╭─ Entries shown

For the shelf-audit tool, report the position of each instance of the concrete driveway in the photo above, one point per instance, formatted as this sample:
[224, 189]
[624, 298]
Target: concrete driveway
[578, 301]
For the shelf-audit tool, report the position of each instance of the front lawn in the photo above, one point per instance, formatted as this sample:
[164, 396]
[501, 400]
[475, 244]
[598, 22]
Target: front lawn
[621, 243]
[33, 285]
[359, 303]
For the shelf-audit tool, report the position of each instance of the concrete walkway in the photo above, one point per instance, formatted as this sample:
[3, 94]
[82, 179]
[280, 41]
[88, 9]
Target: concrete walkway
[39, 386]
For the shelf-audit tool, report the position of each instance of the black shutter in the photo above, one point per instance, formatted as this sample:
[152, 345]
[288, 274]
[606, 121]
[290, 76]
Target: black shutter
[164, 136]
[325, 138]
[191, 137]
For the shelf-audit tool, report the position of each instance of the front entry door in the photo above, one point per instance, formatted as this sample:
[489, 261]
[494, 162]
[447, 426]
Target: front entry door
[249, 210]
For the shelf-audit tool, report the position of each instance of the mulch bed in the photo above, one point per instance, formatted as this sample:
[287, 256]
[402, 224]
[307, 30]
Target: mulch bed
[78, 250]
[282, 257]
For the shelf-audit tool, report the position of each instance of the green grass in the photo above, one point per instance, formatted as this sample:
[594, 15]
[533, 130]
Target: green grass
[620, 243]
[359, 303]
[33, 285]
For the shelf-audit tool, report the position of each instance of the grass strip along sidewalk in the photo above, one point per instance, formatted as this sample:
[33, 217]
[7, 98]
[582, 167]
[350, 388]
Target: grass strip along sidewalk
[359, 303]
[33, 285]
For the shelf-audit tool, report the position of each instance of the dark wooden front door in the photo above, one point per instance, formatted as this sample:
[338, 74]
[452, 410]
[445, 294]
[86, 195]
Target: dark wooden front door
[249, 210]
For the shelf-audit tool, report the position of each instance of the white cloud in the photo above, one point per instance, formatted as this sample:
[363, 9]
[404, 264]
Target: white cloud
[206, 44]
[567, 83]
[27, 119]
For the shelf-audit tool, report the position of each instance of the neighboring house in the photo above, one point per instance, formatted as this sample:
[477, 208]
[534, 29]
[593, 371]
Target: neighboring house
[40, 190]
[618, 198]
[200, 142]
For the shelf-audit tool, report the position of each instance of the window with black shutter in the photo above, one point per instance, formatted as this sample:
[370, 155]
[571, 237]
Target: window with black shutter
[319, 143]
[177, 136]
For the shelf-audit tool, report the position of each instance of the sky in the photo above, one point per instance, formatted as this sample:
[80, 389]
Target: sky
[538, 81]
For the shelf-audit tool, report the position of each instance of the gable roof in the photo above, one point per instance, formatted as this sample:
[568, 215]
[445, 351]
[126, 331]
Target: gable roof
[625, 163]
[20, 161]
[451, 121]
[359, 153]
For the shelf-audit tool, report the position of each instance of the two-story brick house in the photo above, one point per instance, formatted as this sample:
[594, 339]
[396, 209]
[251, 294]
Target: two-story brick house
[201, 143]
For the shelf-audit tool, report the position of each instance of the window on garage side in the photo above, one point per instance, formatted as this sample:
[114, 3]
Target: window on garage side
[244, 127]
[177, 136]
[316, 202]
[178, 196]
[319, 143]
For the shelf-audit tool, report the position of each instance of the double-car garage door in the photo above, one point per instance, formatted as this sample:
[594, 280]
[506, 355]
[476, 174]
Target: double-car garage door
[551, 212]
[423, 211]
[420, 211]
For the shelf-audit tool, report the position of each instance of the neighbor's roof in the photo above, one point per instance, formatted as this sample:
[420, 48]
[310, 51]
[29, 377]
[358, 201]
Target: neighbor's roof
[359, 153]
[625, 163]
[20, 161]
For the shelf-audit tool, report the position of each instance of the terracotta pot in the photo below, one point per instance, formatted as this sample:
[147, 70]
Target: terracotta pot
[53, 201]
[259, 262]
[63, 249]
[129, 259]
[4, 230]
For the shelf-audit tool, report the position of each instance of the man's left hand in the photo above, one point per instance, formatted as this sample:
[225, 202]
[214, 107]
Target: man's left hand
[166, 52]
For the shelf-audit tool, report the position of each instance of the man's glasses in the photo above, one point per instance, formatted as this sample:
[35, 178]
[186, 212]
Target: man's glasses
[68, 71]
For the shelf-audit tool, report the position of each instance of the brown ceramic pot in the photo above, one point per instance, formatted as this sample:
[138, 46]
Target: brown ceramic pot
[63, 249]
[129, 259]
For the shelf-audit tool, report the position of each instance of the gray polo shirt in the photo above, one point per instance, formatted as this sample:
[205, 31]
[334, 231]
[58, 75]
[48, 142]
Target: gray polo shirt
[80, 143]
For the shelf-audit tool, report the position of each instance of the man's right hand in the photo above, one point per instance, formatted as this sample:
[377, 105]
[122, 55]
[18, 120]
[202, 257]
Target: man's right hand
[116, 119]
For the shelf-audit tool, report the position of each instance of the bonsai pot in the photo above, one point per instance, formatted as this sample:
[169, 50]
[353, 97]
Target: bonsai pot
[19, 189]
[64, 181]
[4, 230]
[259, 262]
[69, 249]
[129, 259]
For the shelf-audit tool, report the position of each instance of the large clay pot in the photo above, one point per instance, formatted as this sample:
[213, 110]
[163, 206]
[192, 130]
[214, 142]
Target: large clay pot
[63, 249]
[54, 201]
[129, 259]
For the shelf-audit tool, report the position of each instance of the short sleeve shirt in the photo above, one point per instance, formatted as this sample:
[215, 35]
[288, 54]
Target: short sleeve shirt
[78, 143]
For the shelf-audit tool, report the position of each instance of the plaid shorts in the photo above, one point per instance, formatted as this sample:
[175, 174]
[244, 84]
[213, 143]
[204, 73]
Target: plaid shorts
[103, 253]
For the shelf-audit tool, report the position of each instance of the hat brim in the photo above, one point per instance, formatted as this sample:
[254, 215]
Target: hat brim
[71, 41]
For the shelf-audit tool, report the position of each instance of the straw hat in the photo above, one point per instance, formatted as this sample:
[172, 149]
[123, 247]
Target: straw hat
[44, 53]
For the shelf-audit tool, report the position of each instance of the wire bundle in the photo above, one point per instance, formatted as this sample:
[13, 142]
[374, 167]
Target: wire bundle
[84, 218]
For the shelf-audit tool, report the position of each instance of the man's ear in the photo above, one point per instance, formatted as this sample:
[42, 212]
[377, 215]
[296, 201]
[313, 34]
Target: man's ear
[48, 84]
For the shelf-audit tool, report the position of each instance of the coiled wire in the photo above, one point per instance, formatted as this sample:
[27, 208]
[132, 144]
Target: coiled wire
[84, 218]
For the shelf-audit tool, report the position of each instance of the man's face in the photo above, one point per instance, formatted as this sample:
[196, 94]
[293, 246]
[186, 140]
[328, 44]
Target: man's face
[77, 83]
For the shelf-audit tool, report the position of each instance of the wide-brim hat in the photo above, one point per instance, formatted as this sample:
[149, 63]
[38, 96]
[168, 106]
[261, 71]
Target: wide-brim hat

╰─

● Exercise details
Reproduce every line above that contains the string "wide".

● Response
For the shelf-audit tool, report the position of each instance of the wide-brim hat in the photo above, one point per instance, formatted as this sample:
Target: wide-brim hat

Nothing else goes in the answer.